#### WORK TO COMPLETE
Please continue the passage on the Mycenaean palace, picking up after its final sentence.

#### PROVIDED PASSAGE
Visitors would enter through a columned porch called an aithousa; this was also where Telemachus and Peisistratus in The Odyssey slept when visiting Menelaus's palace in Sparta.  Mycenaean palaces probably did have a guest room or two for important people, but remember that the two princes arrived in the middle of a royal double wedding, when all the available space was probably taken.  The mistress of the house would make certain that guests sleeping on the aithousa were furnished with blankets and warm fleeces, and that they were fed and washed according to the strict codes of hospitality.

No one entered the megaron after-hours.

Double doors led from the aithousa into the vestibule or prodomos, an area where important petitioners or ambassadors might wait on benches.  A curtain separated the vestibule from the domos, or main area--the megaron itself.

Inside the megaron, a fire burned on the central hearth with its four pillars.  The throne sat not opposite the doors, as you might expect, but on the right as you entered.  Often, there was a second-floor gallery where the court ladies might watch the proceedings.

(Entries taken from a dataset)
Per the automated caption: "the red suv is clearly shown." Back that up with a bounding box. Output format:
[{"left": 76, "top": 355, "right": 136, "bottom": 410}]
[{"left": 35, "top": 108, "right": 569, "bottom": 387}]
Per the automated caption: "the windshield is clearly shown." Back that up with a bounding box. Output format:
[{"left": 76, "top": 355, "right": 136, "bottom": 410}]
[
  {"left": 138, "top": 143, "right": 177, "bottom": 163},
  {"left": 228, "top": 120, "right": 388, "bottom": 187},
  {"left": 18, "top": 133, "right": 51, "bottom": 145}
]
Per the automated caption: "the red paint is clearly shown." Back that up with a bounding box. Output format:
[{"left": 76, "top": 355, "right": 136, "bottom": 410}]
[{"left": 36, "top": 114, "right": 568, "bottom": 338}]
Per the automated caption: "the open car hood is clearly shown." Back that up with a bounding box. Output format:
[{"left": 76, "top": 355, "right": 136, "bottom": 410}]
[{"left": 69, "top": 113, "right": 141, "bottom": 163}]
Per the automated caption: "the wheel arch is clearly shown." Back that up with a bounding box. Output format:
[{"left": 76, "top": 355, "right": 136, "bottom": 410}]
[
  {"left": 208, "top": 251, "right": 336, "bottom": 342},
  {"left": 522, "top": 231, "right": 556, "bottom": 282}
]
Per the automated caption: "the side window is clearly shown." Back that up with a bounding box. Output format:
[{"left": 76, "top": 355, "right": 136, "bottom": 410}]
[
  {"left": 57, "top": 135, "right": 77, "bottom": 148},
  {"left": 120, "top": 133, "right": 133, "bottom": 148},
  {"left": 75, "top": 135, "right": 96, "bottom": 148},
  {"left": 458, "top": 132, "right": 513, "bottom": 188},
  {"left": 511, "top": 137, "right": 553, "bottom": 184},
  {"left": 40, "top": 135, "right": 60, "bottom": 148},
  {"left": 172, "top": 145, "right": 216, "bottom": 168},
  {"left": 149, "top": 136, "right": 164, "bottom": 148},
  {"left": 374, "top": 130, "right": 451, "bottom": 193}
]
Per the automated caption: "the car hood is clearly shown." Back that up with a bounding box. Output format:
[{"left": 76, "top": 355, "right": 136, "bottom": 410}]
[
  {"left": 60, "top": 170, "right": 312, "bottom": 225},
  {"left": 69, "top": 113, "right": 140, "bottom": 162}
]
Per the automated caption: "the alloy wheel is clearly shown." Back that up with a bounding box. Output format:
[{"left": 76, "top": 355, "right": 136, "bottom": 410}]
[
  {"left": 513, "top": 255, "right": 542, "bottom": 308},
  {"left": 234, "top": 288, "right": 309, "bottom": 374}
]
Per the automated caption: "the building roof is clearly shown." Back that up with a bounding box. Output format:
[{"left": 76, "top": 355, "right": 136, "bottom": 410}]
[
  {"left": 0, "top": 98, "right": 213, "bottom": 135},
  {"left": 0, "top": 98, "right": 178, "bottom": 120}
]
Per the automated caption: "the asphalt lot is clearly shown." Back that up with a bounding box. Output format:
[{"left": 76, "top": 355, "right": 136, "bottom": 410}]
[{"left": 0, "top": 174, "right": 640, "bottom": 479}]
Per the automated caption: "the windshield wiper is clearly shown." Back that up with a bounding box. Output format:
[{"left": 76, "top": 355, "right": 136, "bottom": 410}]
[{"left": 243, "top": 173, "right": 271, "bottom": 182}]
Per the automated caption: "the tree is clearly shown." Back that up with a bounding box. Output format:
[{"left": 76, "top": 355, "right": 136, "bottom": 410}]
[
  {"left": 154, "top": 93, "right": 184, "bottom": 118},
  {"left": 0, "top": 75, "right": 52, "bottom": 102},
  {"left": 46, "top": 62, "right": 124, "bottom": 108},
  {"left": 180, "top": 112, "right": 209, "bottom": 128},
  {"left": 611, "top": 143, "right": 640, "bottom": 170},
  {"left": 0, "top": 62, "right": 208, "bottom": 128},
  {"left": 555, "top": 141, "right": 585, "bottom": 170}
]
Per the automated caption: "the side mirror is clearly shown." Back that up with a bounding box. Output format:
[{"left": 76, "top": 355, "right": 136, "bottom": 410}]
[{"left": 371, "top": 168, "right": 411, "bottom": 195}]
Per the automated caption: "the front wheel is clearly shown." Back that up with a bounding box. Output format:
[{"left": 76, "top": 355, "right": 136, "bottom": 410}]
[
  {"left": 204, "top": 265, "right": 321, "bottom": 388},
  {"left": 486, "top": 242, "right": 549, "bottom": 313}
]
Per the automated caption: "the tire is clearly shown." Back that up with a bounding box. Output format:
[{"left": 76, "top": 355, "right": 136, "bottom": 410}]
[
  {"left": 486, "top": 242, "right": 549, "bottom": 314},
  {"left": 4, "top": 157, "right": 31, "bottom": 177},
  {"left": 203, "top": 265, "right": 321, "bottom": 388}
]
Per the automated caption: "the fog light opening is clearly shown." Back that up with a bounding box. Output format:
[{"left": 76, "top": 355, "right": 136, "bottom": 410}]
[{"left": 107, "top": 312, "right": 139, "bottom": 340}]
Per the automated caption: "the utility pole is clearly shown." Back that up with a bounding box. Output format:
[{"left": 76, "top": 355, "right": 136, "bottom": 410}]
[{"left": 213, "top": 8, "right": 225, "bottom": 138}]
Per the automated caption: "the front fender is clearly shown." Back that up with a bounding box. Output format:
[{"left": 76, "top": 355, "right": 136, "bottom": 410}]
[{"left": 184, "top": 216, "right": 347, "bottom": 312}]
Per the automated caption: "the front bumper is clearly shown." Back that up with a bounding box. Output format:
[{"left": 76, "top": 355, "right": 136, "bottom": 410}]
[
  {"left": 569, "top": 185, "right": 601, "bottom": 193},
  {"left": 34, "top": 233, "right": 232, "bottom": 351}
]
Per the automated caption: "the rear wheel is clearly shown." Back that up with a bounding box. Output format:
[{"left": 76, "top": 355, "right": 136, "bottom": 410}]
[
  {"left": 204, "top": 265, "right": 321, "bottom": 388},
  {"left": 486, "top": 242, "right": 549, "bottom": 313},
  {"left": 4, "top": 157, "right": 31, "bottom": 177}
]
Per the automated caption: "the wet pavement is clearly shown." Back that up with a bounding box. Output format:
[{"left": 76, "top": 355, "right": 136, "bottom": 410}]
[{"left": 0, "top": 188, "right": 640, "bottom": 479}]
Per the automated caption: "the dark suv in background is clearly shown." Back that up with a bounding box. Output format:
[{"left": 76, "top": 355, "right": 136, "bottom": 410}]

#### ANSWER AREA
As to what the megaron looked like, let's start with this famous Piet de Jong reconstruction of the Pylos megaron (throne room), found by Carl Blegen in the 1930s.   Only the first floor survives, with its hearth (still bearing traces of its painted decorations 3,200 years later), the pillar bases, the floor decorations done in painted stucco, and the dais where King Nestor's wooden throne would have sat.

 

 

De Jong's illustration is deceiving, because anyone who has ever visited the archaeological site of the Palace of Nestor in Messenia knows the real megaron is much smaller, only 11 meters wide.  It also would have been darker, as there were no windows, and the only light would have come from the hearth.  It would have been quite smoky as well, especially in winter, as seen in this more realistic painting by Alton Tobey.  Imagine yourself looking over the king's shoulder; the man at his right is sitting in the place of honor.